[Entries in the collection]
>>>
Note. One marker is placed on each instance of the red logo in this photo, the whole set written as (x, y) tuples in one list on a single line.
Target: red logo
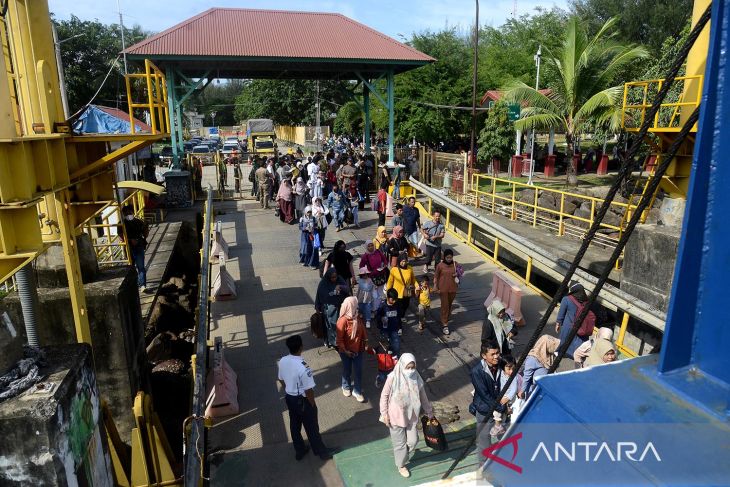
[(489, 452)]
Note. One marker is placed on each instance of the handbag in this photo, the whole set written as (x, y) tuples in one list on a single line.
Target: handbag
[(433, 434), (407, 290), (316, 325)]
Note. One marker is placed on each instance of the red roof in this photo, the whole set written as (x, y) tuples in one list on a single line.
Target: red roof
[(495, 95), (256, 33), (122, 115)]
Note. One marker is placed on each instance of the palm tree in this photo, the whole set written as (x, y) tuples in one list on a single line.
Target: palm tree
[(583, 99)]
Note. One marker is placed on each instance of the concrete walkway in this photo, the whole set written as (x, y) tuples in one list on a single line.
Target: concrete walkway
[(275, 300)]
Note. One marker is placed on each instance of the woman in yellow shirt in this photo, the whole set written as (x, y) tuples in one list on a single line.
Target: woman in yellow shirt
[(404, 282), (381, 238)]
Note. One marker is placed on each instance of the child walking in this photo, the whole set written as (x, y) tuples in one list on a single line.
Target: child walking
[(424, 303), (365, 295)]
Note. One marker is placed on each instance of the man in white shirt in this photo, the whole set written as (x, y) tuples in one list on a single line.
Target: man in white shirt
[(296, 377)]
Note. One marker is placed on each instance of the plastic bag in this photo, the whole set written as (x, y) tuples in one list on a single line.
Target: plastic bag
[(433, 434)]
<<<
[Exercise details] Can you write out all the lines above again, replacing "marker" with "pin" each time it appears and keeping everything else the same? Leave the pictures out.

[Solution for this problem]
Note. One pin is placed on each instance of the red logo in this photo, the whole set written as (x, y) tuples in one list on a single line.
Target: red logo
[(489, 452)]
Note. One pin is placed on each instance of the handbag in this photo, the whole set written as (x, y) tuples in one list on a single line.
Target: handbag
[(433, 434), (407, 290), (316, 325)]
Note. One pin is placed on each instance of the red roof in this photo, the whole set written as (x, y) tuples in one list on a single line.
Target: red roof
[(495, 95), (256, 33), (122, 115)]
Note. One pin is placed on each instance of the palm tree in this photo, the whole set written as (x, y) tuples in one list on a single line.
Target: palm tree
[(583, 99)]
Note. One pin is placed on each instance of the concrete walkway in this photo, the whole set written as (x, y) tuples in one list on a single line.
Target: concrete walkway
[(275, 300)]
Note. One pin is placed on each instance of the woman in yellow shirt in this photo, the whole set written as (x, y) tuples in one list on a single line.
Target: woman in yellow shirt
[(404, 282), (381, 238)]
Note. One pin is placed on each instance of the child walking in this photo, the whole set written as (x, y) tuples in one list on a single line.
Target: child walking
[(424, 303), (365, 295)]
Note. One pin is placed on each instance of the man in white shirt in this photo, the whole set written as (x, y) tuples in one list on a single line.
Target: man in white shirt
[(296, 377)]
Note. One pin is placed on each instance of the plastic bag in this photo, the whole set written as (x, y) tuples in one list on a single line.
Target: plastic bag
[(433, 434)]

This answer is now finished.